## What you are asked to do
With the pictures left out, return exactly the lines from the one containing "Mark one point on every instance of the white spathe" through the end of the listing below.

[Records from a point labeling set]
↓↓↓

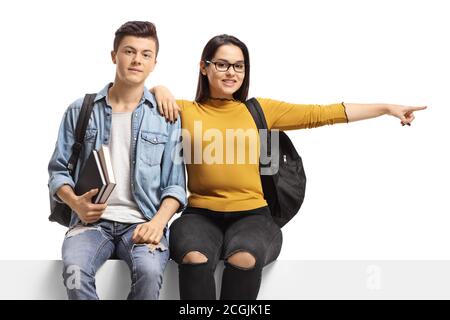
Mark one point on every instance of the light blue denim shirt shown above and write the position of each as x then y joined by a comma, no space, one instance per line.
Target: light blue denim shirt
154,173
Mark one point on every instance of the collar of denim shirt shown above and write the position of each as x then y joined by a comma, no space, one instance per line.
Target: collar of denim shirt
147,97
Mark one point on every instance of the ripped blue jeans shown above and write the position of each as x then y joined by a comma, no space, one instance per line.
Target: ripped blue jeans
87,247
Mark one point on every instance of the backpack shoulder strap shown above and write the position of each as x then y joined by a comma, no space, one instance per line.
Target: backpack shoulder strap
80,131
257,113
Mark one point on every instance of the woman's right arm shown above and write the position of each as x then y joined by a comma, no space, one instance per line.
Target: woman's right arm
167,104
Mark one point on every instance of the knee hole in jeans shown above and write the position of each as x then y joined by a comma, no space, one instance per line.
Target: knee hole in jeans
242,259
194,257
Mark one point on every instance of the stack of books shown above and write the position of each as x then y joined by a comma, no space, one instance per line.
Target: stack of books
97,173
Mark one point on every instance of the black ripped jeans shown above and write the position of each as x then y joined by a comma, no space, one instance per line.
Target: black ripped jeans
218,235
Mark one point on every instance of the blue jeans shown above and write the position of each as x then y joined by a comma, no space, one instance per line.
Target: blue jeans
86,248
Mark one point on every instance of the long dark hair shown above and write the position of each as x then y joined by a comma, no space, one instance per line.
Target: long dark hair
210,49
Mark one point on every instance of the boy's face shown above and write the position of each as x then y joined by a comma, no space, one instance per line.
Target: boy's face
135,59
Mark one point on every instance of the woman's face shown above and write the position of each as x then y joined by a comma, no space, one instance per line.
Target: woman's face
223,84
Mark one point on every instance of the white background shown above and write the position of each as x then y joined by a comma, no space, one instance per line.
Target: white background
376,190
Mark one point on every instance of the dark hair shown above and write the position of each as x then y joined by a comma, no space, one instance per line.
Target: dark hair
210,49
141,29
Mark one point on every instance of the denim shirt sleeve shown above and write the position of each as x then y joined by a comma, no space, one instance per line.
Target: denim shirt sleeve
173,180
57,167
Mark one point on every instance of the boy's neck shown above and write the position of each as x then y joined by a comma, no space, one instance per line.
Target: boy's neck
123,97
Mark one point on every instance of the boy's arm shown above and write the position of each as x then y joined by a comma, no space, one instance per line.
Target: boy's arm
173,190
167,105
57,167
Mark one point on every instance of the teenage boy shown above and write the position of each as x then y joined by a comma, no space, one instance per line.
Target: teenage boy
150,184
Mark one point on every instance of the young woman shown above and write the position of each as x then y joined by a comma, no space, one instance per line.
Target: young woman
227,216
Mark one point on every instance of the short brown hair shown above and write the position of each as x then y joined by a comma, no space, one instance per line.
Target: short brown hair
141,29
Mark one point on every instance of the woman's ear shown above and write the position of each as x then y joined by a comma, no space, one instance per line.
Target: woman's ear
113,56
203,67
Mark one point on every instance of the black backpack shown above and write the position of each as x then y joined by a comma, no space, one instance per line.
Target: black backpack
284,189
61,212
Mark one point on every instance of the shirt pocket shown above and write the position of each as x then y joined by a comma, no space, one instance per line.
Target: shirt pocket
152,147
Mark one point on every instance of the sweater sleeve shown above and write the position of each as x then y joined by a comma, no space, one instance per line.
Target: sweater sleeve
288,116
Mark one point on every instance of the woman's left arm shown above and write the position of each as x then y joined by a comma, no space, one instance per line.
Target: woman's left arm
357,111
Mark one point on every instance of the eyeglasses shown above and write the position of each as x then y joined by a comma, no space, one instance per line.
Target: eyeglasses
223,66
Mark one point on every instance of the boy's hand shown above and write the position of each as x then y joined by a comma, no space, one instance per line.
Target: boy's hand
87,211
148,232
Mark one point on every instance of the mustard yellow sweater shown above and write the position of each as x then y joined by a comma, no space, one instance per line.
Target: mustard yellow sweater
227,179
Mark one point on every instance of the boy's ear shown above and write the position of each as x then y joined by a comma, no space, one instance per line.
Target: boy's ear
113,56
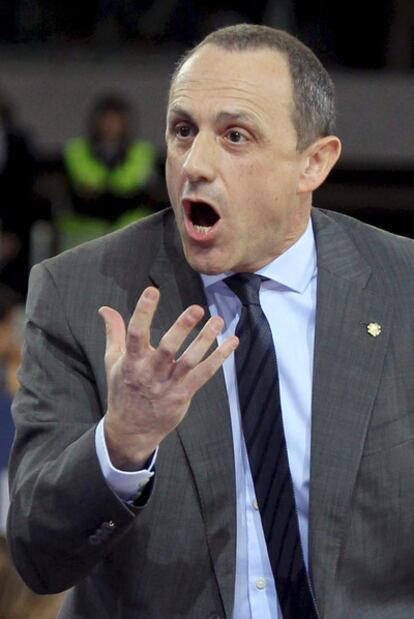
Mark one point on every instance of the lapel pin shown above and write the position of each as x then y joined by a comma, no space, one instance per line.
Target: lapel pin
374,329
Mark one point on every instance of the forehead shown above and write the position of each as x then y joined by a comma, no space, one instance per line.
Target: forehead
258,78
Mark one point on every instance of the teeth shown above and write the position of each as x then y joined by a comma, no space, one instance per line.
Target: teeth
202,229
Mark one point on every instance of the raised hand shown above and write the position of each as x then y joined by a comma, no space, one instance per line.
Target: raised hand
149,390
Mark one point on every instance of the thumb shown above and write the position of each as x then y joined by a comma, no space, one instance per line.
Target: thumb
115,335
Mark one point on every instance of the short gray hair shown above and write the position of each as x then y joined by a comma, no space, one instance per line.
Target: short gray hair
313,112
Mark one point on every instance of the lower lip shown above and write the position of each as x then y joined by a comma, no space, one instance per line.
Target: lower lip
201,237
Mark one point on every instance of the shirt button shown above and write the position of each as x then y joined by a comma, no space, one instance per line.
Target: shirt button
260,583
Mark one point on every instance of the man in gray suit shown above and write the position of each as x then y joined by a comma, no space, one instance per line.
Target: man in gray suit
130,482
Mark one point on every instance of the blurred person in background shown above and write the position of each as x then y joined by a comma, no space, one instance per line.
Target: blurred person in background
11,322
109,172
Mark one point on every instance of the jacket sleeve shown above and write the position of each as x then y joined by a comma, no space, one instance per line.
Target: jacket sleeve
63,517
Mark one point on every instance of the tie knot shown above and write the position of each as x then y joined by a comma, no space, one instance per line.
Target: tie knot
246,286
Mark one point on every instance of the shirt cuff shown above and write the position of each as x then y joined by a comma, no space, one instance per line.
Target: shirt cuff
128,485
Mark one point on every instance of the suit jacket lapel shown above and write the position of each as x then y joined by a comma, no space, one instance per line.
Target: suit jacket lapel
205,433
347,368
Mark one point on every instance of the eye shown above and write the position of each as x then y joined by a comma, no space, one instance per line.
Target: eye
235,136
183,130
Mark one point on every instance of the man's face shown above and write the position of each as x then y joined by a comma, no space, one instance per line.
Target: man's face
232,164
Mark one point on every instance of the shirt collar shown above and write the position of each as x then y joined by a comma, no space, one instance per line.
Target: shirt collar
293,269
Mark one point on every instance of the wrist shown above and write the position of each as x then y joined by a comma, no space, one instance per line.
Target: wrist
125,452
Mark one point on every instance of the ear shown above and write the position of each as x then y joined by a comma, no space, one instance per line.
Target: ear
318,160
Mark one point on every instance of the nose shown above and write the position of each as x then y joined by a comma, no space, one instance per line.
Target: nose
201,159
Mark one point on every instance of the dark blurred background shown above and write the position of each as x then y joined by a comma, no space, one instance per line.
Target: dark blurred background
60,61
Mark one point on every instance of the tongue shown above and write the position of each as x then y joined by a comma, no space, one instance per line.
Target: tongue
203,215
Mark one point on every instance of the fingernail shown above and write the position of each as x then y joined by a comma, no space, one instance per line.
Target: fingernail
150,293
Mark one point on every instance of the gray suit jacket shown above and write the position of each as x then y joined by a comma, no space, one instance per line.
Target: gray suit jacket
174,556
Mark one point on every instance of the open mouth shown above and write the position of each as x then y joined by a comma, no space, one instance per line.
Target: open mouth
202,216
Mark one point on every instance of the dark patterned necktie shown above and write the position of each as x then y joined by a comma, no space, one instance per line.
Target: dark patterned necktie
259,398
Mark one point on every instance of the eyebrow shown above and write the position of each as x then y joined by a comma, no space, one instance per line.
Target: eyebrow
222,117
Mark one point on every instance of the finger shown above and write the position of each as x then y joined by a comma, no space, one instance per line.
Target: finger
199,347
115,334
202,373
173,339
138,332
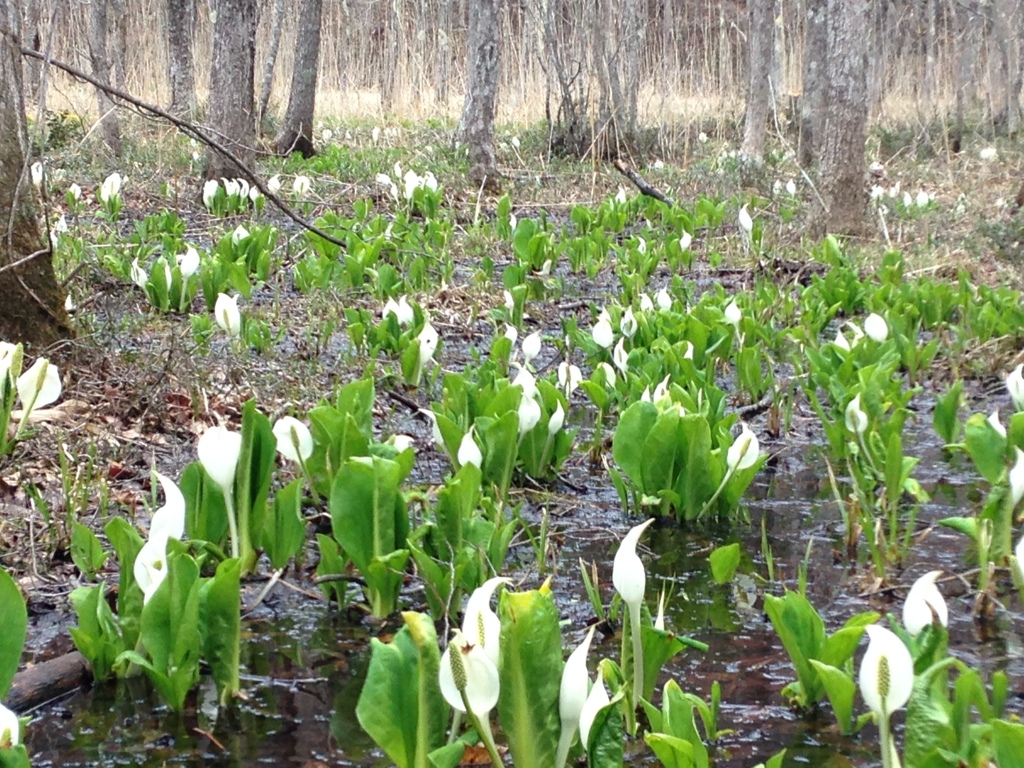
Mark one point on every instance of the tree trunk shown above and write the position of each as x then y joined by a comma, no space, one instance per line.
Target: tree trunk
276,22
297,130
110,128
31,301
842,171
812,99
476,128
231,115
760,35
181,68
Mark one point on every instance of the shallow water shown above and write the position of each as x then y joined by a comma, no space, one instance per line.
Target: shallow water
304,663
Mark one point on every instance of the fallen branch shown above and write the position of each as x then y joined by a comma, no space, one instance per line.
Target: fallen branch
641,183
189,129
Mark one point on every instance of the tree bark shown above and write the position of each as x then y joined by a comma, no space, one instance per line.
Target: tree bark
842,170
476,128
181,66
297,130
760,35
812,99
231,114
110,127
276,22
32,307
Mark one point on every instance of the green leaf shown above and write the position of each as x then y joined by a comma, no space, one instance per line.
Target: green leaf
15,624
285,531
530,674
724,561
86,551
400,706
220,624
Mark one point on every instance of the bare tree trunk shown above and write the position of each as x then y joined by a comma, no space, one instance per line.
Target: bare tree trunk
181,67
812,99
477,126
31,302
110,128
297,130
231,110
842,171
760,35
276,22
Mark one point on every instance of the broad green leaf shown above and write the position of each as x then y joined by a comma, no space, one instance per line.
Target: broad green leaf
530,673
220,625
724,561
400,706
15,623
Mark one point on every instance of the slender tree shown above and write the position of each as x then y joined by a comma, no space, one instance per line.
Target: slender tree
842,170
761,36
297,130
31,302
477,126
231,104
102,67
181,69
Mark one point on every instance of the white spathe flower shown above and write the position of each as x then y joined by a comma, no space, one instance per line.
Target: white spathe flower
295,441
596,700
993,420
138,274
732,314
469,452
856,419
619,355
745,222
569,377
10,728
603,335
227,314
1017,477
609,375
400,309
629,324
664,300
572,691
1015,385
218,450
876,328
428,340
38,386
557,420
466,668
111,187
743,452
169,519
924,604
529,415
151,564
530,347
886,676
480,625
188,262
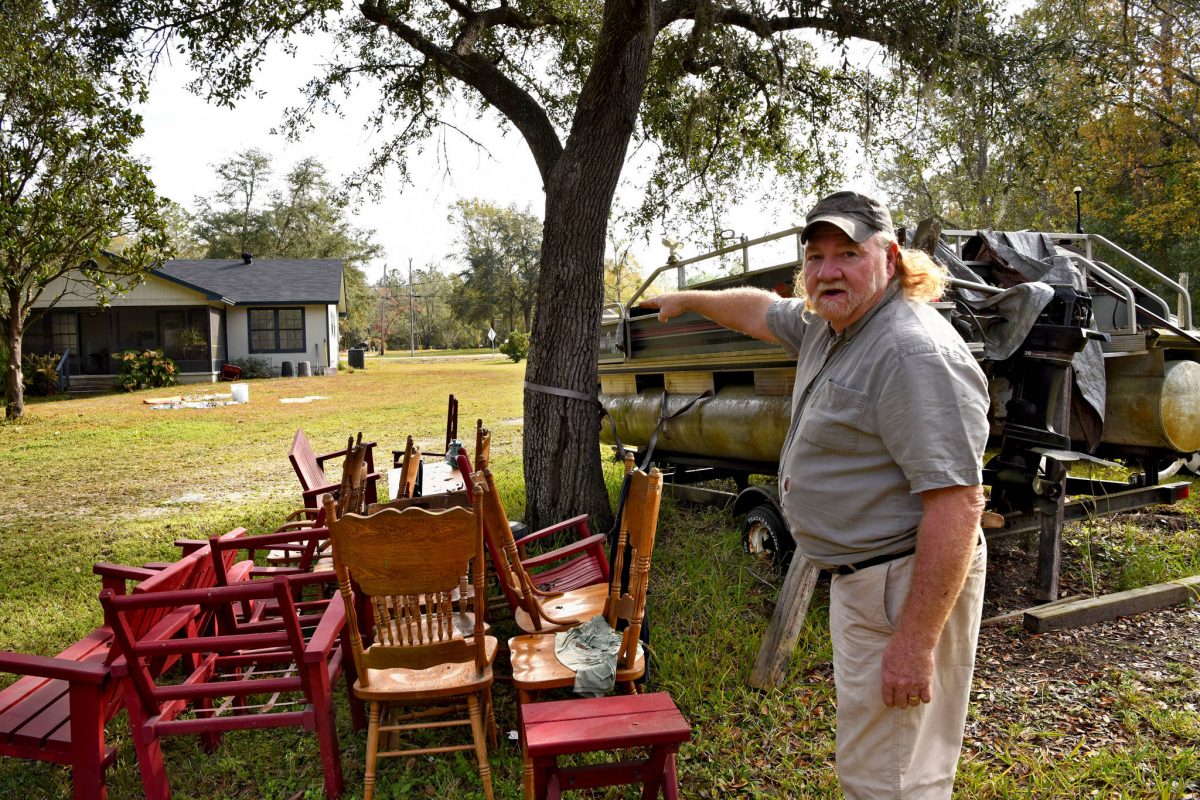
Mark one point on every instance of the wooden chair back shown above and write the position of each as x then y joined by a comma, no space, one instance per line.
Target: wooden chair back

↑↑↑

## The solution
Mark one point on every instance of the white spathe flower shown above and write the position of each as x then y joined by a comma, no space, one instance per line.
Target: white spathe flower
295,441
596,700
993,420
138,274
732,314
469,452
856,419
619,355
745,222
569,377
10,728
603,335
227,314
1017,477
609,375
400,309
629,324
664,300
572,691
1015,385
218,450
876,328
428,340
38,386
557,420
466,668
111,187
743,452
169,519
924,604
529,415
151,564
530,347
886,676
480,625
188,262
Mark one point on every instance of the wooden chair back shown above and write the position of each as x then y joined by a comma, no space, one instance per line.
Target: wooden chair back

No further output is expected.